As the disease progresses your kitty is ill more and more often, and symptomatic medications help less and less. When your pet’s doctor begins to suspect there may be more going on than feline asthma alone, he takes a radiograph of your cat’s chest. He discovers pulmonary arteries that are several times their normal size. There is fluid in the lungs, which explains why he is having so much difficulty breathing. Scar tissue is beginning to replace the delicate tissue of the alveoli, preventing them from participating in gas exchange. Now, oxygen can’t get in, and carbon dioxide and other waste gasses can’t get out.
The only good thing about this feline heartworm disease scenario is that you, as pet owner, have an opportunity to prepare for what eventually will happen: death of the heartworm’s host, your kitty.
However, this is the less-commonly-seen scenario. More commonly in cats infested with heartworms, sudden death is seen. Here’s how it goes: Kitty is bitten by mosquito. Months later adult heartworms reach the heart and pulmonary arteries. Kitty tolerates the presence of the heartworms, unlike the kitty above, whose cardiopulmonary system overreacted to them. Kitty seems to be as fat and healthy as any cat could be, until, one day, you come home for lunch and find him dead in the middle of the living room. No sign of a struggle or bodily injury, just a little blood-tinged fluid coming from his mouth and nose.
You rush him to your veterinarian. “Please help Roscoe! I came home for lunch and he’s not breathing and he’s bleeding from his mouth and nose.”
Examination reveals the bad news: Roscoe, indeed, has no heartbeat and no breath sounds.

● **Assignment**
According to the passage on feline heartworm disease, what is seen more commonly in cats infested with heartworms?

Dataset items
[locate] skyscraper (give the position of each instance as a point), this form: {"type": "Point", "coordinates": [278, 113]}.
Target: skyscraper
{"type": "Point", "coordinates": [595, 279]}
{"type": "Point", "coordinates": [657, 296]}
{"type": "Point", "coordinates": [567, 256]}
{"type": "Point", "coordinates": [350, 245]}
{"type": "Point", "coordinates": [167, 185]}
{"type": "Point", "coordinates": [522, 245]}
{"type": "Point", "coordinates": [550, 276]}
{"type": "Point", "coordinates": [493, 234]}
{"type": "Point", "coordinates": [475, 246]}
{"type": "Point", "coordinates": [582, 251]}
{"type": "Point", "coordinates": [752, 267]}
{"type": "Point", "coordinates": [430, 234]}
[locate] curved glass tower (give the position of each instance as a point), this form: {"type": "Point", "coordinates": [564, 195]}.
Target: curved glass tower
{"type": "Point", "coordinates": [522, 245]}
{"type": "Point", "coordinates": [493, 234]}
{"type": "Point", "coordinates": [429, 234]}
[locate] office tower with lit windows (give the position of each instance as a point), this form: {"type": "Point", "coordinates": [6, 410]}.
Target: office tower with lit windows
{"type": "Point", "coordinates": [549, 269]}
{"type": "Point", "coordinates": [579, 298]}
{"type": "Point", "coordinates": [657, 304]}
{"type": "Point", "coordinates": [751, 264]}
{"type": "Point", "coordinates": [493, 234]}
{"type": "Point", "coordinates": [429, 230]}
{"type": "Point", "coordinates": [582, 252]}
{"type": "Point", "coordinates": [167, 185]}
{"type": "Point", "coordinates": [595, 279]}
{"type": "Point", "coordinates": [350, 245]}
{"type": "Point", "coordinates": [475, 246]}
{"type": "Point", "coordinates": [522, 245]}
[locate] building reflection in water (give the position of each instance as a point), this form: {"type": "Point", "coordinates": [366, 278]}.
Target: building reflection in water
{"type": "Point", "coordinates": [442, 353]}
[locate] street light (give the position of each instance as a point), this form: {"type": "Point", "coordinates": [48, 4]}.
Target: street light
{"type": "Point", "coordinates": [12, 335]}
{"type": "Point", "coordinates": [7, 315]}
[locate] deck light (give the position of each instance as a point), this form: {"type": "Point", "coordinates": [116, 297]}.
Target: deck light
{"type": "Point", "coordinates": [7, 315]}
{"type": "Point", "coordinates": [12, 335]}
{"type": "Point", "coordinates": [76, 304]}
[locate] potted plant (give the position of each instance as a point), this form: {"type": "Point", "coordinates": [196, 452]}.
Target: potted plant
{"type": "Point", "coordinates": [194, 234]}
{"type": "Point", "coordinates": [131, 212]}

● **Response below**
Sudden death.